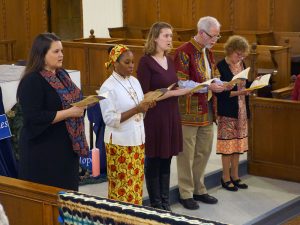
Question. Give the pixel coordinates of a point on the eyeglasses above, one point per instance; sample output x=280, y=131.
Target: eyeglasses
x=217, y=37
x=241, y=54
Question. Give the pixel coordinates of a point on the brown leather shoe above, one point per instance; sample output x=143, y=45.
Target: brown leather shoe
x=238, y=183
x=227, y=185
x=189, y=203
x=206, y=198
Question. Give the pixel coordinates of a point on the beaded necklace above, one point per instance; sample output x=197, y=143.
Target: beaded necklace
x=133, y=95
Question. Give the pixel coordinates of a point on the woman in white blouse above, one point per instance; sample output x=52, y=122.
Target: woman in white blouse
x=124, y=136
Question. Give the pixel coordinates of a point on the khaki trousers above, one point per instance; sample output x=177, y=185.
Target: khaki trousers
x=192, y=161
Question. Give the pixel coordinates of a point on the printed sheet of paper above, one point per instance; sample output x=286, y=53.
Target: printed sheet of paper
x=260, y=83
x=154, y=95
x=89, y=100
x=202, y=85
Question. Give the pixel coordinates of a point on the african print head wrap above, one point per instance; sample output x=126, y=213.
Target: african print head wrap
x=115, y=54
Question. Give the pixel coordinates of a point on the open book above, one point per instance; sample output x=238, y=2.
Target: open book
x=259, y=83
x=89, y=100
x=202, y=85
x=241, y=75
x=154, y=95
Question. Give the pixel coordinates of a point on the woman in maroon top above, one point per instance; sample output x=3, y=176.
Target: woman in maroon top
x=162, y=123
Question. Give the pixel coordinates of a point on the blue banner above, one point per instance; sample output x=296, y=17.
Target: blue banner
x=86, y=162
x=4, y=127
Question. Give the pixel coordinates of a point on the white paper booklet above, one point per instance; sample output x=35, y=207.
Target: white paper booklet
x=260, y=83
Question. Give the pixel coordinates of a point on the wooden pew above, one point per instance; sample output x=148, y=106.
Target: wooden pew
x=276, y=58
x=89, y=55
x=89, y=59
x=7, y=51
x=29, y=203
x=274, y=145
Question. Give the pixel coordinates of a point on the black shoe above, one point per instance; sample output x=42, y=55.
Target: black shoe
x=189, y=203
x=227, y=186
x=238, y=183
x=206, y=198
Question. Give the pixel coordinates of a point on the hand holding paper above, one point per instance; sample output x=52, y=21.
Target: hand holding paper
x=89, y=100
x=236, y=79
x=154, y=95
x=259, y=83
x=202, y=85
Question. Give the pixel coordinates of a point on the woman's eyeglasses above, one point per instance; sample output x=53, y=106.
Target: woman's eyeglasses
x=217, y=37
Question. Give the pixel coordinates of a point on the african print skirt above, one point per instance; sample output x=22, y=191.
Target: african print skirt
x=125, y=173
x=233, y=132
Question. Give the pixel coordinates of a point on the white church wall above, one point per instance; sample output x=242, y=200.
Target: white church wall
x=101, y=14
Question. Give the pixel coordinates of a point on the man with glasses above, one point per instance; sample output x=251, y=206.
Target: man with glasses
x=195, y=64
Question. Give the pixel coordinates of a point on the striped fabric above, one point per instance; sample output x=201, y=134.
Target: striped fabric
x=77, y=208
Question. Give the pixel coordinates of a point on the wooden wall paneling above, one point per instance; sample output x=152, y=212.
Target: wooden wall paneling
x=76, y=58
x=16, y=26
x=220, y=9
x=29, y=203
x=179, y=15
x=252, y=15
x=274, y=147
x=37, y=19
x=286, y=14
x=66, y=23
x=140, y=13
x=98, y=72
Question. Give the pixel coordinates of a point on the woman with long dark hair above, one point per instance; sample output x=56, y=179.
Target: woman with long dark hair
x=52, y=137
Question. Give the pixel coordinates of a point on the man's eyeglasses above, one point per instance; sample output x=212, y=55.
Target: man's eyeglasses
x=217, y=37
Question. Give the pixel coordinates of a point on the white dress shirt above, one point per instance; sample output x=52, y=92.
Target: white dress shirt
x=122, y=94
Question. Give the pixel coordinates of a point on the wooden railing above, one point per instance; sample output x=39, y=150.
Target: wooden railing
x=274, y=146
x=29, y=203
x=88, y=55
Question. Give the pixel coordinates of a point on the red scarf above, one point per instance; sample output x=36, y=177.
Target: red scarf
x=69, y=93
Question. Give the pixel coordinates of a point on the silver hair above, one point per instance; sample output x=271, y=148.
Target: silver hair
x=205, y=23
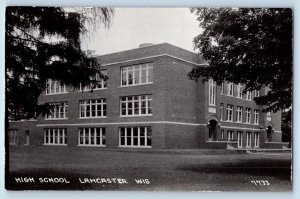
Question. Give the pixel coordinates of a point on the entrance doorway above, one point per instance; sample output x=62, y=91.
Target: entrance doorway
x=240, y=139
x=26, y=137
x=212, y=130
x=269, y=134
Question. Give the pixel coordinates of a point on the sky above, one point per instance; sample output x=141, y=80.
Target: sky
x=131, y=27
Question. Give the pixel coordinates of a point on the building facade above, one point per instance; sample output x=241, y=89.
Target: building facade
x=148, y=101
==================================================
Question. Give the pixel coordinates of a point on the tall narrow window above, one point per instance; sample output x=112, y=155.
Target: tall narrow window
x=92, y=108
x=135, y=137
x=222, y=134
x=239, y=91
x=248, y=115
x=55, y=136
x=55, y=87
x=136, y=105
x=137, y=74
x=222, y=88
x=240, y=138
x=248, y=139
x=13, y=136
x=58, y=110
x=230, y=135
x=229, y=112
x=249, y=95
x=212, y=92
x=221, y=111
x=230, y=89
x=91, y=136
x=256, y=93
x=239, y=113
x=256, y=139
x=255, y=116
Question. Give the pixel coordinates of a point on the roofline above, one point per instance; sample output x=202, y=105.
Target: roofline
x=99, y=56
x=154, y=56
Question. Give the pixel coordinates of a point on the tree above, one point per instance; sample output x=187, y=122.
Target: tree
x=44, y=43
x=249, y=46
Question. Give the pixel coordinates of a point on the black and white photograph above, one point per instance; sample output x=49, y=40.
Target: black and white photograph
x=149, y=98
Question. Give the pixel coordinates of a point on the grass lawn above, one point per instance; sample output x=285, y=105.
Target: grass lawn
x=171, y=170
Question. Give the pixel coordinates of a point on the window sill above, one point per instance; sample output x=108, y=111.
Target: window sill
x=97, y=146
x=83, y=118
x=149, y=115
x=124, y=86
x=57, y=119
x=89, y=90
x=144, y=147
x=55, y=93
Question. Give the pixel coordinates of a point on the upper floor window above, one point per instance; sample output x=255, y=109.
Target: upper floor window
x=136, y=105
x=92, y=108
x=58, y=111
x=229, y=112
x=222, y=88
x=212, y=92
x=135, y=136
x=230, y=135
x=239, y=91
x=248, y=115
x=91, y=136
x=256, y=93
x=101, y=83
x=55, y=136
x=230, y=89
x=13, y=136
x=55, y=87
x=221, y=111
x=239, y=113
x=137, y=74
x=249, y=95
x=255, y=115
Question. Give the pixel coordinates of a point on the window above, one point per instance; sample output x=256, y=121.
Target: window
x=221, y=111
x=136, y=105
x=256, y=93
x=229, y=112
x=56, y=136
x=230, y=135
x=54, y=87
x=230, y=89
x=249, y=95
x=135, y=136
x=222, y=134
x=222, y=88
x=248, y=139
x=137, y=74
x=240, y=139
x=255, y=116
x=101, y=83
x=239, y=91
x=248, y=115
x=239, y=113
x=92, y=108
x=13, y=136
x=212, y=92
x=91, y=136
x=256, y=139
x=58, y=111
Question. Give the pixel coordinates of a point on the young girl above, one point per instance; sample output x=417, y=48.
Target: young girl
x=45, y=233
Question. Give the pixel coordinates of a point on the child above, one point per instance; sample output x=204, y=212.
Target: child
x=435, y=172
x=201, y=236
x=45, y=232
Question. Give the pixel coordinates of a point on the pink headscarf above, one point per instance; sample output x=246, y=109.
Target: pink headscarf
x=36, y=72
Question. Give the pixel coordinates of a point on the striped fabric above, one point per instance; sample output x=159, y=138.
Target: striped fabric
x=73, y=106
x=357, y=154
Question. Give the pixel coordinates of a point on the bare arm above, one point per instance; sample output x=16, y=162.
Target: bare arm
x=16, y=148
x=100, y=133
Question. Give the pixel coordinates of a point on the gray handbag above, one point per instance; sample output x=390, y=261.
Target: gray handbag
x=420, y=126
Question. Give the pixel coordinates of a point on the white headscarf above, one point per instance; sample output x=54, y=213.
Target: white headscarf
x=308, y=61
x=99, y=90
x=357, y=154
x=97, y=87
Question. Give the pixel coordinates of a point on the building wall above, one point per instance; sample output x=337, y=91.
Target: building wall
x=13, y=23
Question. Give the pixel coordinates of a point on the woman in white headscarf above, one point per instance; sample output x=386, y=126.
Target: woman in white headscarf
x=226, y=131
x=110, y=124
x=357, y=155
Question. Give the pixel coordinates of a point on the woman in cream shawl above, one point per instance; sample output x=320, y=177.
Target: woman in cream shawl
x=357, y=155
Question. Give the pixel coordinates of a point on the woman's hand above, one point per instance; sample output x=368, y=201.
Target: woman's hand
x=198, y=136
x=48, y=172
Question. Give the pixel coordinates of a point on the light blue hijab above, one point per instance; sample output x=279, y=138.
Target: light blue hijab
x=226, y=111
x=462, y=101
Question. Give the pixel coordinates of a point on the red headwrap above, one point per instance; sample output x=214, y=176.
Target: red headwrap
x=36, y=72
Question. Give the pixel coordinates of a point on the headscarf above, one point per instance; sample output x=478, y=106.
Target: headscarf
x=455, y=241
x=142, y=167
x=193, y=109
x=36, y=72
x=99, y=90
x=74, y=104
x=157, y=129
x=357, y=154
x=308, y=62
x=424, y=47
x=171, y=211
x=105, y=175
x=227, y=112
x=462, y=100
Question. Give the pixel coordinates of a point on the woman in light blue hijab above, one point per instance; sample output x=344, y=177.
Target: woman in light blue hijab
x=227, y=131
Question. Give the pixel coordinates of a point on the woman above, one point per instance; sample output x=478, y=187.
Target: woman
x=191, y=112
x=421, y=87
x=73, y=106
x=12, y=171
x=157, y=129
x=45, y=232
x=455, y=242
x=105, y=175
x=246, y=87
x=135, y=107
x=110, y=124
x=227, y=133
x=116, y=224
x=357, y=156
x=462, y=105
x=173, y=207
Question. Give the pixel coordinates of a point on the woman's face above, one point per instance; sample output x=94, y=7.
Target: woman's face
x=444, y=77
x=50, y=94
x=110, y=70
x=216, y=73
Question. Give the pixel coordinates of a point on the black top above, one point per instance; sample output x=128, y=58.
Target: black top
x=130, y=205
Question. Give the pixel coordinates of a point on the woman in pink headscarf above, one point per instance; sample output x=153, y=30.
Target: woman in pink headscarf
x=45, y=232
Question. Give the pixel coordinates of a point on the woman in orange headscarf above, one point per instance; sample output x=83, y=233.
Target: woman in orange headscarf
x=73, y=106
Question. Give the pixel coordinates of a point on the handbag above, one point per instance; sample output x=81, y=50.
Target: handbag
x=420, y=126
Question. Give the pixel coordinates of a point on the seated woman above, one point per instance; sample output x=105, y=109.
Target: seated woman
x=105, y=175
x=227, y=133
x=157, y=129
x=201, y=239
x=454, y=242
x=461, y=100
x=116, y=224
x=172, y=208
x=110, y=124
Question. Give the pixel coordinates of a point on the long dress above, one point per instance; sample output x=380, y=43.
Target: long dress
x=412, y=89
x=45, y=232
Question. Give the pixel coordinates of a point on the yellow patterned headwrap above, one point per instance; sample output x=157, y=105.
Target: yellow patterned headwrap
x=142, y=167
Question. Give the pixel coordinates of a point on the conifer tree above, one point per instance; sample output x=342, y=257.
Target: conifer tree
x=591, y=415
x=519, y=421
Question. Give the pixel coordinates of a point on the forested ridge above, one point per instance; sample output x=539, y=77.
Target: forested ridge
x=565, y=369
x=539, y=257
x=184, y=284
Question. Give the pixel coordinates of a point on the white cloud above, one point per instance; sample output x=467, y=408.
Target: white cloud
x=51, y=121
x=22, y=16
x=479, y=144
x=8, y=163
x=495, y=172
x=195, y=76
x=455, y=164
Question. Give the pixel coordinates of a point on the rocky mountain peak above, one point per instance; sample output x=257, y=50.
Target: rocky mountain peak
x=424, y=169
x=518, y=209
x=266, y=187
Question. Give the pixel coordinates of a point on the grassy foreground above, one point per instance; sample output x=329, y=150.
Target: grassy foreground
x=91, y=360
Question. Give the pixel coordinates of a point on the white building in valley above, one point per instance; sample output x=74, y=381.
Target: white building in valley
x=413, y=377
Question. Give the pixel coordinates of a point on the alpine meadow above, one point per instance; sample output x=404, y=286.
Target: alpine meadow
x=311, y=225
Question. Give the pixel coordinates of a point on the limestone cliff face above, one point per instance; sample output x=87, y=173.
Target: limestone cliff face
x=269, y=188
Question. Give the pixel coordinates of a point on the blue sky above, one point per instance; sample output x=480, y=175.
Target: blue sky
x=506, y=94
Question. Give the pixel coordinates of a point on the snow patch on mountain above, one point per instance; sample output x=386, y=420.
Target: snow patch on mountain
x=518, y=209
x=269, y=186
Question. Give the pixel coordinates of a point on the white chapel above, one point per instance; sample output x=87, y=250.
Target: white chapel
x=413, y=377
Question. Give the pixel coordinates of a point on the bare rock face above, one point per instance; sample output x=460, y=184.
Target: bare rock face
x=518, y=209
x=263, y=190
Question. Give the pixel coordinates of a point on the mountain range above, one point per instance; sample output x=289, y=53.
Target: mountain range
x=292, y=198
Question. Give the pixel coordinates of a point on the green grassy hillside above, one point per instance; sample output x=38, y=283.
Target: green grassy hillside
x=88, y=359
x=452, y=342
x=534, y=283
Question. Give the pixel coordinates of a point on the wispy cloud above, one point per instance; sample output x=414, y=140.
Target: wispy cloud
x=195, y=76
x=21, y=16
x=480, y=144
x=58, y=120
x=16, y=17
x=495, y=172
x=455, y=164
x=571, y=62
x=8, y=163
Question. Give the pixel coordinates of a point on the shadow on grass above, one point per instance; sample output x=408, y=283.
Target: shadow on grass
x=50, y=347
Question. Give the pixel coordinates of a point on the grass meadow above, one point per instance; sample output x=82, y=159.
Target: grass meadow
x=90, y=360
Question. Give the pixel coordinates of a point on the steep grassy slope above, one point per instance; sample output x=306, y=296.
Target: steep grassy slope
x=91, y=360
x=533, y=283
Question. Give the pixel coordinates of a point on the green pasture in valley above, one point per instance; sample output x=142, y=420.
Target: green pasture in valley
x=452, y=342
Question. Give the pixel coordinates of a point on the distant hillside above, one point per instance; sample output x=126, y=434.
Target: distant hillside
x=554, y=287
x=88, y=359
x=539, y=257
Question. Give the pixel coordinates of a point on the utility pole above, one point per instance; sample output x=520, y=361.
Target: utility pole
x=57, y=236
==================================================
● WHAT YOU HAVE TO DO: Set down only the lines above that fall between the line holding "output x=337, y=91." and the line holding "output x=320, y=177.", inclusive, keeping each exact.

● SOLVED EXERCISE:
Question. Give the pixel coordinates of a point on the building wall above, one point per instance; sample output x=337, y=91.
Target: building wall
x=13, y=23
Question. Give the pixel coordinates of a point on the woman in white headscarf above, one point per instance; sample output x=386, y=126.
Target: woman in white headscarf
x=226, y=131
x=110, y=124
x=357, y=155
Question. Give the pixel coordinates of a point on the woman in cream shawl above, one point per instance; sample output x=320, y=177.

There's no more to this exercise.